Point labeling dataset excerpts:
>>>
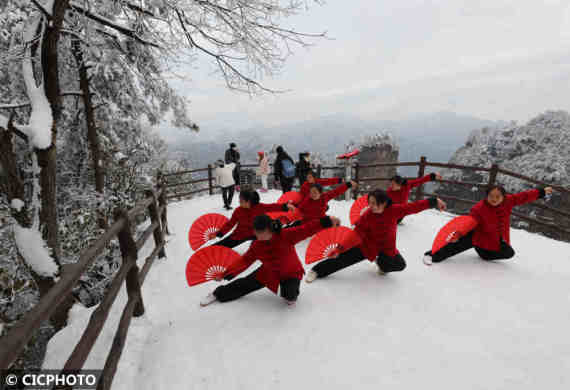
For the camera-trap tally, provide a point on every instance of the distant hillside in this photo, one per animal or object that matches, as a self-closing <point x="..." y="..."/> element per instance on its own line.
<point x="436" y="136"/>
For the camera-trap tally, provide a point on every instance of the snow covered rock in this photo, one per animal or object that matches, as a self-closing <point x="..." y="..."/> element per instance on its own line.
<point x="539" y="149"/>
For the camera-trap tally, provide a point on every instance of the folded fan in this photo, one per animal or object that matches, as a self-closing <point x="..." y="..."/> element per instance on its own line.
<point x="359" y="207"/>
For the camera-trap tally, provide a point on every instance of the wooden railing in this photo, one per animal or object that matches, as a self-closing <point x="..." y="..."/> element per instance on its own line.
<point x="494" y="170"/>
<point x="14" y="342"/>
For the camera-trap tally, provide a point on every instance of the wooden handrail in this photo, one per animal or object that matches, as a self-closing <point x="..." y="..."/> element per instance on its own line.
<point x="14" y="342"/>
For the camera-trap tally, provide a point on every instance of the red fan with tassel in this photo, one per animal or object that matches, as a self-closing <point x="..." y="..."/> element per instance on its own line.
<point x="293" y="196"/>
<point x="330" y="243"/>
<point x="203" y="227"/>
<point x="359" y="207"/>
<point x="212" y="263"/>
<point x="456" y="228"/>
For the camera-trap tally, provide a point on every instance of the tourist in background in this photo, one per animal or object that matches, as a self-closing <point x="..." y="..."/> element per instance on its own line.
<point x="284" y="169"/>
<point x="232" y="156"/>
<point x="263" y="170"/>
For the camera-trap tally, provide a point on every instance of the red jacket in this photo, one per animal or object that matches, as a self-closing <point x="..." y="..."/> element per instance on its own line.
<point x="278" y="255"/>
<point x="306" y="187"/>
<point x="402" y="195"/>
<point x="494" y="223"/>
<point x="313" y="209"/>
<point x="378" y="231"/>
<point x="244" y="219"/>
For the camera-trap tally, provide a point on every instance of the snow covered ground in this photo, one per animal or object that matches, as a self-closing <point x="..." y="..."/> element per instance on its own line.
<point x="462" y="324"/>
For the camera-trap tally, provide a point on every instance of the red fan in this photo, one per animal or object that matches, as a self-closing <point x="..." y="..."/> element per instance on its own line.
<point x="359" y="207"/>
<point x="211" y="263"/>
<point x="293" y="196"/>
<point x="461" y="226"/>
<point x="203" y="227"/>
<point x="331" y="242"/>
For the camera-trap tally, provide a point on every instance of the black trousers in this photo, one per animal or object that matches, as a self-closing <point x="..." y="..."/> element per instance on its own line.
<point x="235" y="174"/>
<point x="465" y="243"/>
<point x="228" y="195"/>
<point x="229" y="242"/>
<point x="355" y="255"/>
<point x="289" y="288"/>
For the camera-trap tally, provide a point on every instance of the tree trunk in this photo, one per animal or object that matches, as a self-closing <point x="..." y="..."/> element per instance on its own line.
<point x="92" y="136"/>
<point x="47" y="158"/>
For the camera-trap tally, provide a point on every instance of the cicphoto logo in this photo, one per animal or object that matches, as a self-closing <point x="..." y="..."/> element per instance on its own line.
<point x="50" y="379"/>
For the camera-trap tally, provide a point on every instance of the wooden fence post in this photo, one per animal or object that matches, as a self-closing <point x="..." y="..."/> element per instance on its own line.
<point x="158" y="233"/>
<point x="421" y="173"/>
<point x="493" y="174"/>
<point x="357" y="189"/>
<point x="163" y="217"/>
<point x="210" y="187"/>
<point x="129" y="253"/>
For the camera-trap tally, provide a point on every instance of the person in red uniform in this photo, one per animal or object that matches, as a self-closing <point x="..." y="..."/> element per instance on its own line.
<point x="491" y="238"/>
<point x="377" y="228"/>
<point x="281" y="268"/>
<point x="400" y="188"/>
<point x="313" y="179"/>
<point x="316" y="204"/>
<point x="243" y="217"/>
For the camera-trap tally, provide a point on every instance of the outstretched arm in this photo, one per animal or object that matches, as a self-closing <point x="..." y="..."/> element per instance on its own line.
<point x="273" y="207"/>
<point x="529" y="196"/>
<point x="299" y="233"/>
<point x="421" y="180"/>
<point x="419" y="206"/>
<point x="329" y="182"/>
<point x="337" y="191"/>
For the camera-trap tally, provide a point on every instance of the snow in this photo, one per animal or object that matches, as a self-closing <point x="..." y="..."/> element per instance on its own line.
<point x="17" y="204"/>
<point x="39" y="128"/>
<point x="461" y="324"/>
<point x="34" y="251"/>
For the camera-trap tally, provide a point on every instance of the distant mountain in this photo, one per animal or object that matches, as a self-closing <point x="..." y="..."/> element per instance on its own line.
<point x="437" y="136"/>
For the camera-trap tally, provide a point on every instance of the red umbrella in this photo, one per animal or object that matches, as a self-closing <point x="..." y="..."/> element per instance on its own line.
<point x="457" y="227"/>
<point x="203" y="227"/>
<point x="331" y="242"/>
<point x="293" y="196"/>
<point x="358" y="208"/>
<point x="212" y="263"/>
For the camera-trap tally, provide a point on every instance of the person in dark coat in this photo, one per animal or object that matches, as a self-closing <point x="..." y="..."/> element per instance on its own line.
<point x="491" y="237"/>
<point x="303" y="166"/>
<point x="280" y="271"/>
<point x="232" y="156"/>
<point x="377" y="229"/>
<point x="284" y="169"/>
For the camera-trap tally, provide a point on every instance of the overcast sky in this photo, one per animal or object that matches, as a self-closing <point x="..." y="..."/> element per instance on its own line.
<point x="494" y="59"/>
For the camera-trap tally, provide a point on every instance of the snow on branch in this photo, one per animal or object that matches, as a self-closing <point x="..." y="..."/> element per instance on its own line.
<point x="35" y="252"/>
<point x="106" y="22"/>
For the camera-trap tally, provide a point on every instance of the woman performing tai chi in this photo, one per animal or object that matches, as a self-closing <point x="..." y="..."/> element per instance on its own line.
<point x="243" y="217"/>
<point x="281" y="268"/>
<point x="400" y="188"/>
<point x="491" y="236"/>
<point x="377" y="229"/>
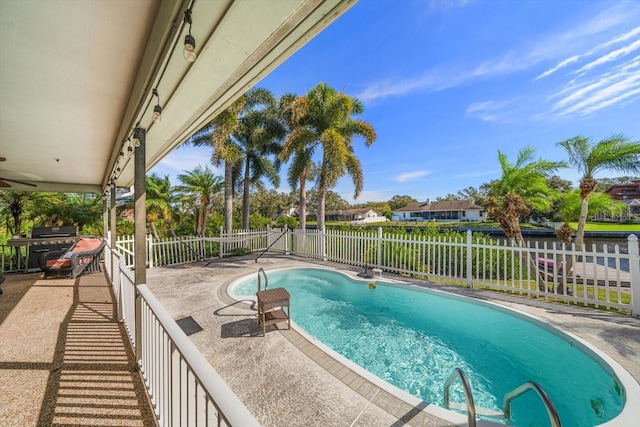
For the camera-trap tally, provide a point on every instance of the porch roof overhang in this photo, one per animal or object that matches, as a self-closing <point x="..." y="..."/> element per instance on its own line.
<point x="77" y="76"/>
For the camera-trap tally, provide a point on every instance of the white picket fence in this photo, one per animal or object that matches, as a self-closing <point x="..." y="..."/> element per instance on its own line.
<point x="605" y="277"/>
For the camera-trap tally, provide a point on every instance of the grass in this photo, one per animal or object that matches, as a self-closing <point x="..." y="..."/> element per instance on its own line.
<point x="607" y="226"/>
<point x="590" y="226"/>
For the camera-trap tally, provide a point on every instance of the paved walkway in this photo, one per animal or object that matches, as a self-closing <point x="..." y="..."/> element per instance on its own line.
<point x="285" y="379"/>
<point x="63" y="357"/>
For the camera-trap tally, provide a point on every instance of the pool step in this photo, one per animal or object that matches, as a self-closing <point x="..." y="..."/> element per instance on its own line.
<point x="485" y="412"/>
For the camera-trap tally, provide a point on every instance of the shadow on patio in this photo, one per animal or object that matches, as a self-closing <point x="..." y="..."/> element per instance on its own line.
<point x="64" y="358"/>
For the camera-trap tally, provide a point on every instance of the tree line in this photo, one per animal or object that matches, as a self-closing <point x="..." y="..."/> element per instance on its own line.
<point x="253" y="137"/>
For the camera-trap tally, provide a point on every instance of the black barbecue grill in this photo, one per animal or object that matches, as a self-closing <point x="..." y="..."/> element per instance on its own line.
<point x="45" y="239"/>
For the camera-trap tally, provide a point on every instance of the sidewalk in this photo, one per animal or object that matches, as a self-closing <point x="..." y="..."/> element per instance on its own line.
<point x="63" y="356"/>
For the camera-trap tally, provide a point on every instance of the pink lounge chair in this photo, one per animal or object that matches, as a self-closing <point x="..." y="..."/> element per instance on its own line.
<point x="83" y="256"/>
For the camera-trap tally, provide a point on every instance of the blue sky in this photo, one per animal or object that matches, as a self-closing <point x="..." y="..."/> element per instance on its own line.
<point x="446" y="84"/>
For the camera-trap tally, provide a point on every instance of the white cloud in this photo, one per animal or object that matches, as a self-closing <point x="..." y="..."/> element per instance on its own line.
<point x="366" y="196"/>
<point x="605" y="97"/>
<point x="562" y="64"/>
<point x="602" y="46"/>
<point x="411" y="176"/>
<point x="180" y="160"/>
<point x="611" y="56"/>
<point x="590" y="93"/>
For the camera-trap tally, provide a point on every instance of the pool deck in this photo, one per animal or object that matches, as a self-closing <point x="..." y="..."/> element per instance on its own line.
<point x="287" y="378"/>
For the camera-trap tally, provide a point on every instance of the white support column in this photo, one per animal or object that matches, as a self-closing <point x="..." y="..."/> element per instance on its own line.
<point x="379" y="243"/>
<point x="221" y="250"/>
<point x="469" y="261"/>
<point x="112" y="228"/>
<point x="634" y="273"/>
<point x="140" y="235"/>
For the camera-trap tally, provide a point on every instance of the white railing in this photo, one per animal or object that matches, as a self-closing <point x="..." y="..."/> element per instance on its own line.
<point x="249" y="241"/>
<point x="14" y="258"/>
<point x="183" y="387"/>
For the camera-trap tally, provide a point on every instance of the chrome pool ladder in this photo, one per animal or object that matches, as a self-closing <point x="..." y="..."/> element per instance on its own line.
<point x="522" y="389"/>
<point x="471" y="407"/>
<point x="508" y="398"/>
<point x="266" y="282"/>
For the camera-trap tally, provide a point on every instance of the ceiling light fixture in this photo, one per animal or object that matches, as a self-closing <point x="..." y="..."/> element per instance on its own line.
<point x="157" y="110"/>
<point x="189" y="51"/>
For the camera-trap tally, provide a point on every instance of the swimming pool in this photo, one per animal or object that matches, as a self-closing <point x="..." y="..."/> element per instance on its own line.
<point x="413" y="339"/>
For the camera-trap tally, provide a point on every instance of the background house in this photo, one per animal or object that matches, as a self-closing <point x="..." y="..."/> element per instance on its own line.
<point x="629" y="194"/>
<point x="357" y="215"/>
<point x="450" y="210"/>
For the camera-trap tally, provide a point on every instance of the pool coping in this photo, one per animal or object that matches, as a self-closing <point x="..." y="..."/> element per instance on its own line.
<point x="384" y="395"/>
<point x="400" y="403"/>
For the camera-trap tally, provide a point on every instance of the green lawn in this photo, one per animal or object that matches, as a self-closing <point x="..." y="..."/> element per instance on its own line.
<point x="606" y="226"/>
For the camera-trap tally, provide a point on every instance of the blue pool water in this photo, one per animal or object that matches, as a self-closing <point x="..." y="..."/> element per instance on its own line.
<point x="414" y="338"/>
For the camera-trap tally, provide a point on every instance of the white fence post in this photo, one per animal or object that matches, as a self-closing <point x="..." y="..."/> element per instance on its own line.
<point x="634" y="272"/>
<point x="379" y="260"/>
<point x="469" y="261"/>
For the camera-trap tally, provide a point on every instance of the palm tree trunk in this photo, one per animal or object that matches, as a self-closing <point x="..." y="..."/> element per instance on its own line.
<point x="302" y="204"/>
<point x="154" y="232"/>
<point x="245" y="197"/>
<point x="321" y="226"/>
<point x="321" y="202"/>
<point x="200" y="230"/>
<point x="228" y="196"/>
<point x="582" y="221"/>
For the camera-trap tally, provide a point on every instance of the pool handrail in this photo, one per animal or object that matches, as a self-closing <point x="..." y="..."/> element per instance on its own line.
<point x="266" y="281"/>
<point x="471" y="407"/>
<point x="523" y="388"/>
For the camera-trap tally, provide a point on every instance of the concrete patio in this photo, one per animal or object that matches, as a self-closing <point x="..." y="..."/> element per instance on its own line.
<point x="64" y="358"/>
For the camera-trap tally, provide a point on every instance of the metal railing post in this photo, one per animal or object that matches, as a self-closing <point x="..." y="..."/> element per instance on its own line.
<point x="150" y="250"/>
<point x="634" y="274"/>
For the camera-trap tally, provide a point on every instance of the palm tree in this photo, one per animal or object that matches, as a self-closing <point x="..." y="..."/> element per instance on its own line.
<point x="615" y="153"/>
<point x="13" y="205"/>
<point x="202" y="184"/>
<point x="219" y="135"/>
<point x="158" y="201"/>
<point x="522" y="186"/>
<point x="258" y="135"/>
<point x="571" y="206"/>
<point x="324" y="119"/>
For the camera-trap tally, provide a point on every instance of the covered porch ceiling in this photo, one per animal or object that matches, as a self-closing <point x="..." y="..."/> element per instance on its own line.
<point x="76" y="76"/>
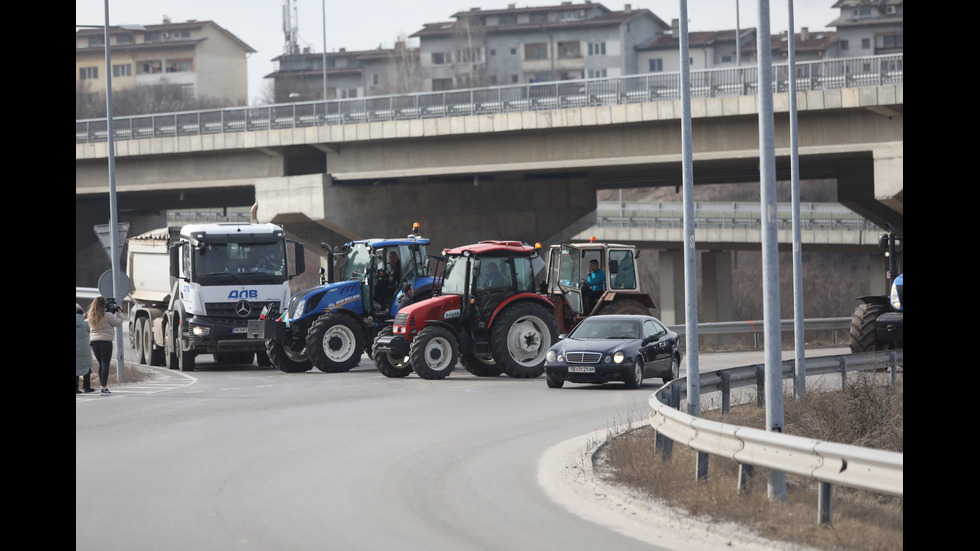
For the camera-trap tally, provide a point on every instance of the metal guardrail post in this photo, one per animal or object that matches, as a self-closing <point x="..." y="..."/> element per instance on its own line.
<point x="825" y="503"/>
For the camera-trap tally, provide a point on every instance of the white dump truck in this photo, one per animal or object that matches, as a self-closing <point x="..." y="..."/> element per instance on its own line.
<point x="195" y="287"/>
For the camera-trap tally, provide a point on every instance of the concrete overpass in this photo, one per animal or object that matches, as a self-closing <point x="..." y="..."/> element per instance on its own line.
<point x="471" y="172"/>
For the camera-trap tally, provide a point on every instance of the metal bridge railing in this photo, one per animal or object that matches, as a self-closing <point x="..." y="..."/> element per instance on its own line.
<point x="736" y="81"/>
<point x="728" y="215"/>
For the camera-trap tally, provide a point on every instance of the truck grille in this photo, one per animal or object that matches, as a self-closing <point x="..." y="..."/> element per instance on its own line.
<point x="583" y="357"/>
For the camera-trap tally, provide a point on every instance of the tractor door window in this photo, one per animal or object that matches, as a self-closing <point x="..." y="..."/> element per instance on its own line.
<point x="621" y="273"/>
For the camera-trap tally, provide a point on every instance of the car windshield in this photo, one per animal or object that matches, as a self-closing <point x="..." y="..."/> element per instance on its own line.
<point x="606" y="329"/>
<<<
PROBLEM DESCRIPTION: Extract every line from the one with "of the tractor" down to the final line above, both included, exactly as written.

COMPLETE ANSWER:
For the camera-trap tally, provide a point on every instance of the tractor door window in this photo, one per animal or object that matches, as a self-closing <point x="..." y="..."/> element per instance on its own line.
<point x="621" y="273"/>
For the camera-trap tally, provide a point on every instance of the car windshield in this photo, one per animal or object that matches, as a self-closing <point x="..." y="..."/> element per instance on its own line.
<point x="606" y="329"/>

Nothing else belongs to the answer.